§ Records from a collection:
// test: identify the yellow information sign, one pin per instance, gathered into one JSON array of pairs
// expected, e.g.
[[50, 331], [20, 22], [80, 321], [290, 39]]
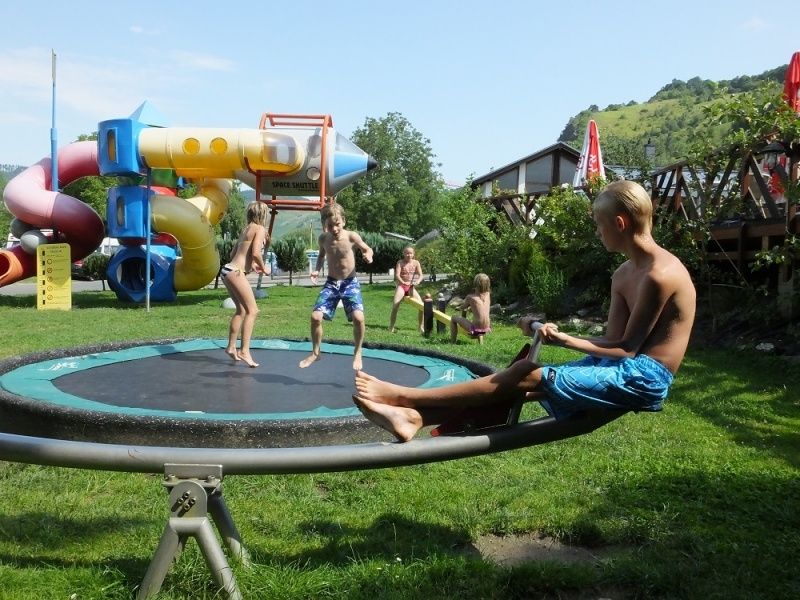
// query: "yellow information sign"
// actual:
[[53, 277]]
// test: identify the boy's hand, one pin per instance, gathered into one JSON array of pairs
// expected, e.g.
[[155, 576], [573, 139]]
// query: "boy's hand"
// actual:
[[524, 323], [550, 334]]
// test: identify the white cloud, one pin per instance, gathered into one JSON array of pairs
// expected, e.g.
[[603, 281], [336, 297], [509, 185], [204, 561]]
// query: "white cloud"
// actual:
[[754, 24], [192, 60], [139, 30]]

---

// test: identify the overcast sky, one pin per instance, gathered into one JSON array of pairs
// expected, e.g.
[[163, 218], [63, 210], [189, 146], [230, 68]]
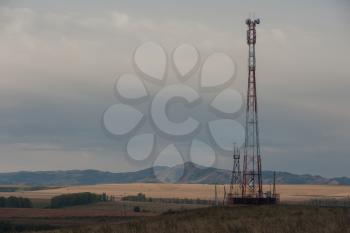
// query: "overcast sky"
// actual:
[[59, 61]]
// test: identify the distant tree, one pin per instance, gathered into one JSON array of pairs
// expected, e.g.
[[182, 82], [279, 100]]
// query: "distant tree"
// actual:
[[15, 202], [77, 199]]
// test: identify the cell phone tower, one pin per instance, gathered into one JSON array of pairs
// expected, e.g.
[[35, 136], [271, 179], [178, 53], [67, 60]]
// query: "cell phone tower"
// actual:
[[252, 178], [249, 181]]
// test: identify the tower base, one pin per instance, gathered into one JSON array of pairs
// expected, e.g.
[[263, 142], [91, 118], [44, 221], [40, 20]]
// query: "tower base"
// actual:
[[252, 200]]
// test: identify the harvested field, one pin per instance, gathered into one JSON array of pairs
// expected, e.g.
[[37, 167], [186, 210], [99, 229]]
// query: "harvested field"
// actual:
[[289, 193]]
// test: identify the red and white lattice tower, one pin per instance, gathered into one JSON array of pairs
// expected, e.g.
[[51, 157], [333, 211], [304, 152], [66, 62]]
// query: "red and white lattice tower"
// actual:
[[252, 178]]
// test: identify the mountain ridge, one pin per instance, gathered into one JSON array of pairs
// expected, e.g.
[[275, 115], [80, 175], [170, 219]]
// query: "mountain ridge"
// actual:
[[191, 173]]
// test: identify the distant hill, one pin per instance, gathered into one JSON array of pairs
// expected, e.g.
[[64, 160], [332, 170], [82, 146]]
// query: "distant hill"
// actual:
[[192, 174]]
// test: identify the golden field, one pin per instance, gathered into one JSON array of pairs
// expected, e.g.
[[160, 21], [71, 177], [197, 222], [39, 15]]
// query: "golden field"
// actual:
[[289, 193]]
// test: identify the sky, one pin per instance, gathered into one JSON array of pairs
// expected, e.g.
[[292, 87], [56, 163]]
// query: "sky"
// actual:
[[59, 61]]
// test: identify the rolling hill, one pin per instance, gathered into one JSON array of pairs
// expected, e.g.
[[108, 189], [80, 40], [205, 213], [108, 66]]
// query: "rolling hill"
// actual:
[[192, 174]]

§ Task to complete:
Arrange the lines from the one containing "identify the cell" through the one containing "[[252, 200]]", inclusive, as a numbered list, omitting any blank lines.

§ Complete response:
1. // test: identify the cell phone tower, one pin per instance, gathered into one JSON array of pairs
2. // expected, e.g.
3. [[35, 136], [271, 179], [178, 53], [67, 60]]
4. // query: "cell phone tower"
5. // actual:
6. [[252, 178], [249, 181]]
7. // test: identify the tower base, one pin per instance, gathered into one JSON array of pairs
8. // expected, e.g.
9. [[263, 142], [91, 118], [44, 221], [40, 20]]
10. // query: "tower base"
11. // actual:
12. [[252, 200]]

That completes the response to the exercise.